Tuesday, March 30, 2010

Over-Gain Optimal Death - Over-Gain Optimal Death

Band: Over-Gain Optimal Death
Album: Over-Gain Optimal Death
Label: Self-Released
Year: 2009
Rating: 75%

Tracklist:
1. Overgain
2. Gov't
3. Aurora
4. R.I.P.

Japanese space freakout gurus Acid Mothers Temple & The Melting Paraiso U.F.O. checked into town last Saturday for the first stop on their 2010 North American tour. They come here every year around late March or early April, although some tragedy has befallen my fellow astral travellers and I every time the Temple have been here in the last three years which has prevented us from catching their galactic live show. The most serious issue was a fuzz-induced freakout last year that literally floored my friend and forced us to leave during the set of the opener, Kinski. What the experience did teach me however was that the legendary psych collective has impeccable taste in choosing opening bands that set the tone for the sonic terror to come, but still leave their own indelible mark on the proceedings.

Our trip to catch Acid Mothers Temple was finally successful this time, but for me, the best part of the night was catching the opener, Pasadena's perfectly-named Over-Gain Optimal Death (OGOD, if that's easier). In the crowd were about a dozen local beardos, a few astonished looking east van hipsters, and a long haired dude that engaged me in a conversation about Kreator. Certainly no more than 30 people were in attendance, but every single person was digging the decimating cosmic racket these terrorists ground into our eardrums. They were an awesome sight, a stone-serious rhythm section that was compellingly intense and completely adverse to any acknowledgment of the crowd whatsoever backing a leather-jacketed wild man on guitar. A shirtless and bald drummer battered his kit with primal ferocity both within and around the beat, never failing to sustain the band's titanic momentum. The raven-haired girl on bass was tall and imposing, doggedly paying the same riffs over and over again on her battered Fender, as if to stop would mean the end of the world. The singer, a short and wiry creature, looked like he had stepped right out of the 70's, sporting biker boots, nuthugger bellbottoms, a greasy FUBAR mane, and a leather jacket with fucking TASSELS on the sleeves. He flailed violently as he bashed and mangled the strings of his weapon, dancing across all manner of pedals and sound manipulators in an effort to coax the most intense sonic incineration out of it that anyone had ever heard. Almost no singing took place, although the guitarist did shout some heavily garbled sounds through an array of warping devices. Everything was cranked several decibels past the pain threshold, and the whole way through all I could think to myself was, "YES, THIS IS ROCK AND ROLL." Half an hour later, they spoke not a word, and simply walked offstage. Enamored, I was dismayed to find that no wax yet exists with these guys' name gracing it, although they have self-released a couple CD's. After hearing one that my friend bought, I'm even more convinced. Seriously, if Acid Mother's Temple is coming to your town, go catch this smoking double bill and be treated to some of the most cosmic psych-thrash speed freak rock n roll you'll ever hear. Check Over-Grain Optimal Death out at OGOD's myspace, and give 'em some love when they're in your town.

════════════════

Copy the concert review between "Japanese space freakout" and "on the proceedings.", inclusive, and replace "fuzz-induced" with "noise-induced".

════════════════

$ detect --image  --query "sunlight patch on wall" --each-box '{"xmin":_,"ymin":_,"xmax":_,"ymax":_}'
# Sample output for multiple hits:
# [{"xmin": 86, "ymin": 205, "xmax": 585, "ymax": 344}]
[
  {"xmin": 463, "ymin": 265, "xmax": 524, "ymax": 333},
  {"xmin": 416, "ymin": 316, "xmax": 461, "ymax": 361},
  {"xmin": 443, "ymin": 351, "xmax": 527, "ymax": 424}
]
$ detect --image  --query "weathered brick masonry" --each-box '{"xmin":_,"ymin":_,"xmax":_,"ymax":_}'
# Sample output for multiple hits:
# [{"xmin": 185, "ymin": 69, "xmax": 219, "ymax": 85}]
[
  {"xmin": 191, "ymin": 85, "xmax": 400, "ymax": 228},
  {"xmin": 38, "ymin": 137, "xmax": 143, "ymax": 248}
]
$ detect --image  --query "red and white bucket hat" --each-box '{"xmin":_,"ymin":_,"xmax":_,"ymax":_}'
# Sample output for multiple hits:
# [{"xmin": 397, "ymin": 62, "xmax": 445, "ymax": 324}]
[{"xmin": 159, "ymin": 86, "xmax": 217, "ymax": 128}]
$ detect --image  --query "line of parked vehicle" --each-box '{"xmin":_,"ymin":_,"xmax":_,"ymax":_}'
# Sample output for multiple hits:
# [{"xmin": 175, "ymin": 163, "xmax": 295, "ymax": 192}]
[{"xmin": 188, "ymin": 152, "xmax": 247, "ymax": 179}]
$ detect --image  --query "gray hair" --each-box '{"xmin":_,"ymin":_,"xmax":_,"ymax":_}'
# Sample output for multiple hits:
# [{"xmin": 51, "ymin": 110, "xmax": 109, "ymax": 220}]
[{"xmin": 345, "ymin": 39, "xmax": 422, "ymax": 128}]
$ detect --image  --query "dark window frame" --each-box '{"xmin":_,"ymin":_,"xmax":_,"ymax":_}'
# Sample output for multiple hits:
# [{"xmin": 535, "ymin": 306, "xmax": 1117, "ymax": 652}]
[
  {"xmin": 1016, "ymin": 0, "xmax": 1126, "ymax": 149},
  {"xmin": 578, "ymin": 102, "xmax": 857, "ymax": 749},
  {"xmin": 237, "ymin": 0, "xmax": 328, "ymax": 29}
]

════════════════

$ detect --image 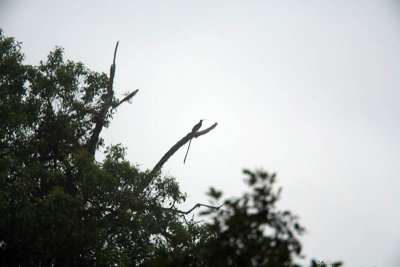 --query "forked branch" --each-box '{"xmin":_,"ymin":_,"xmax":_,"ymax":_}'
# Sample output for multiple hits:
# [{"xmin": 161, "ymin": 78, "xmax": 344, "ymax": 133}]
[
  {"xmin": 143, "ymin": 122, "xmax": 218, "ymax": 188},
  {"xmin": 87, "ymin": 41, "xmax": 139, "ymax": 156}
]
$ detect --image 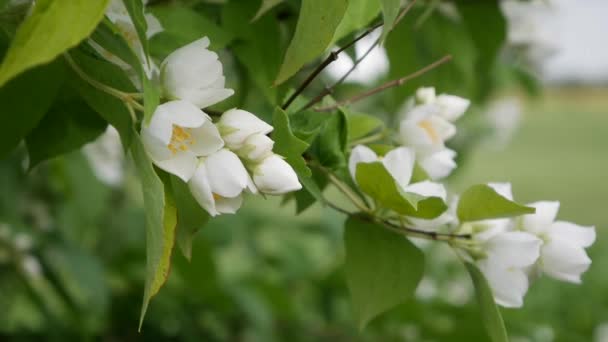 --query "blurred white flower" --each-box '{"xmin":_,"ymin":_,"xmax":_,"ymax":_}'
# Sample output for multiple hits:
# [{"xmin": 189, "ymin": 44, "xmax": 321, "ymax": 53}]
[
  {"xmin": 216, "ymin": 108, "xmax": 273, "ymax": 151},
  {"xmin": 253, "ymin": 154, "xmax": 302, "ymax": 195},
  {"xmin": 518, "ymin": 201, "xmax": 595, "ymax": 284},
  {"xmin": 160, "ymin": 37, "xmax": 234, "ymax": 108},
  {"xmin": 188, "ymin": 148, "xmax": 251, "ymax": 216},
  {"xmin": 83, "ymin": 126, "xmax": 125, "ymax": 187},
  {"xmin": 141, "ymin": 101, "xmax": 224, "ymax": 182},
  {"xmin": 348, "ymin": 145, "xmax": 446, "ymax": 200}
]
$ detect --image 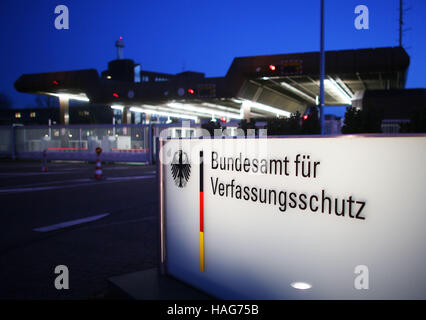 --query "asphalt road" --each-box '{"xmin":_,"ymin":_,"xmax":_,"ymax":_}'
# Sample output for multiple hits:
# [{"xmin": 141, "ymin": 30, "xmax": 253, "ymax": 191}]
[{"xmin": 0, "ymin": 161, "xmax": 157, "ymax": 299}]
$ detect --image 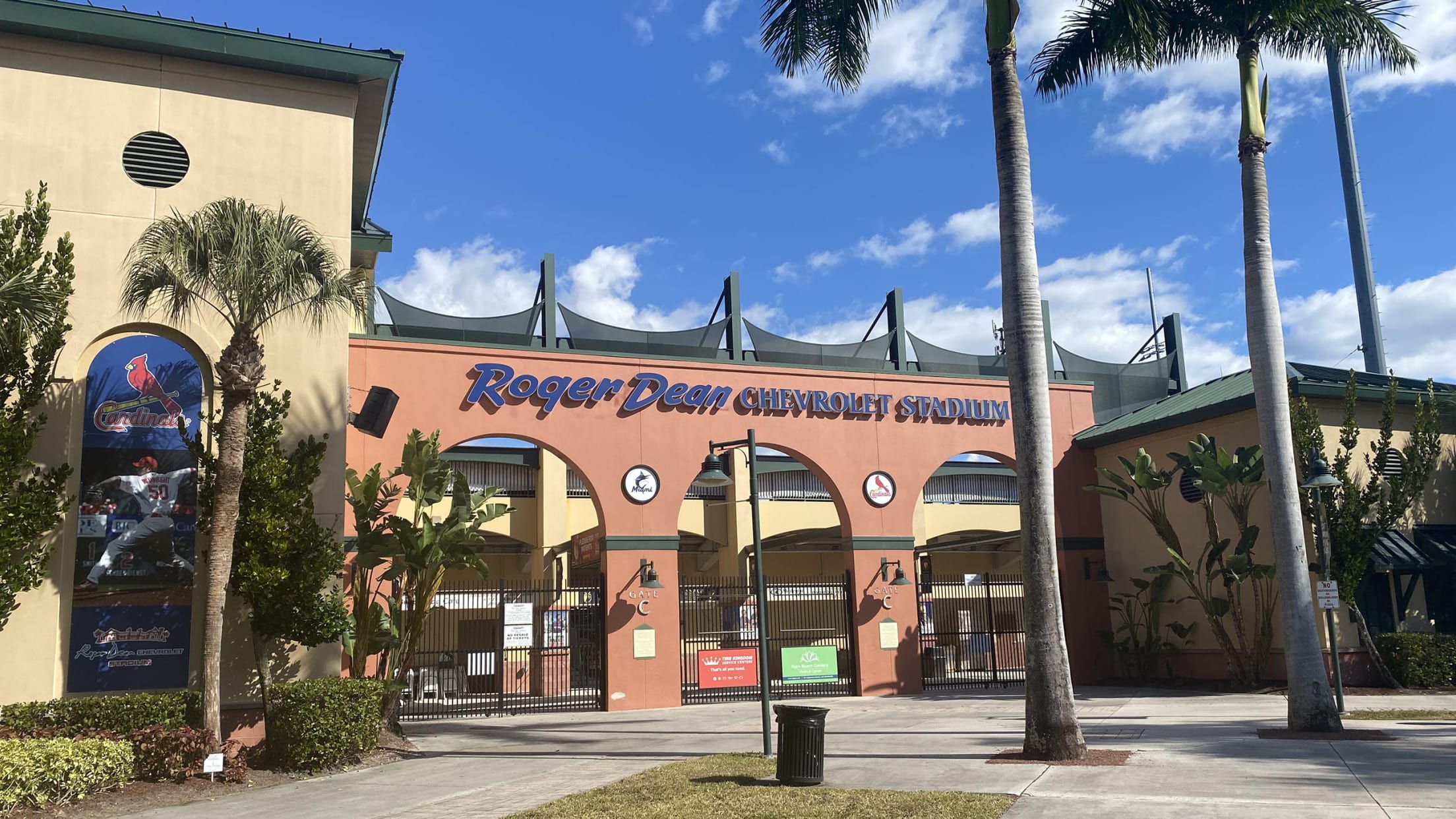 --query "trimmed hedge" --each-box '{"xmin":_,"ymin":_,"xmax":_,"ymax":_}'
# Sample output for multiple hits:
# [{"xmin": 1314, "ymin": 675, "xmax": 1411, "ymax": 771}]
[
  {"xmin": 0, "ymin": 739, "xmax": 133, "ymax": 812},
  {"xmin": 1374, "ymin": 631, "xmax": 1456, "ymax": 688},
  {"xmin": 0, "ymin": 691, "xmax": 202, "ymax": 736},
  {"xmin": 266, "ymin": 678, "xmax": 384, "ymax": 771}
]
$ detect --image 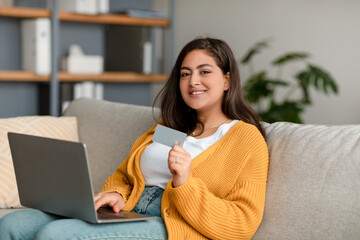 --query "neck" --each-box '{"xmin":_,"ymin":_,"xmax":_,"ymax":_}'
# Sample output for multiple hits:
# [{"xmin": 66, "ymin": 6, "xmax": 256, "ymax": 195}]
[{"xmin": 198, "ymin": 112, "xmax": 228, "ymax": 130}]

════════════════

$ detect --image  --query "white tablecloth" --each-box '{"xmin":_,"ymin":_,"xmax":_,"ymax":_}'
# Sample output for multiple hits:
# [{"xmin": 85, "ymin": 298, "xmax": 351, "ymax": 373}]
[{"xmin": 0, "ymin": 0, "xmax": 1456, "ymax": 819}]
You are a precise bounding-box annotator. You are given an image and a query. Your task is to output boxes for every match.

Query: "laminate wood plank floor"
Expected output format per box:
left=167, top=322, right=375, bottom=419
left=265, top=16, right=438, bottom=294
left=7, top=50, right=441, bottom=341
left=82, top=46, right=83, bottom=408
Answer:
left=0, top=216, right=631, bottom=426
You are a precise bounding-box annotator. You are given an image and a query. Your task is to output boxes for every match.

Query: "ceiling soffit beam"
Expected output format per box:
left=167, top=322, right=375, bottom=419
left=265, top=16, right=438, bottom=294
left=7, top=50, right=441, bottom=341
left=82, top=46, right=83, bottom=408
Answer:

════════════════

- Completed exercise
Japanese space freakout gurus Acid Mothers Temple & The Melting Paraiso U.F.O. checked into town last Saturday for the first stop on their 2010 North American tour. They come here every year around late March or early April, although some tragedy has befallen my fellow astral travellers and I every time the Temple have been here in the last three years which has prevented us from catching their galactic live show. The most serious issue was a noise-induced freakout last year that literally floored my friend and forced us to leave during the set of the opener, Kinski. What the experience did teach me however was that the legendary psych collective has impeccable taste in choosing opening bands that set the tone for the sonic terror to come, but still leave their own indelible mark on the proceedings.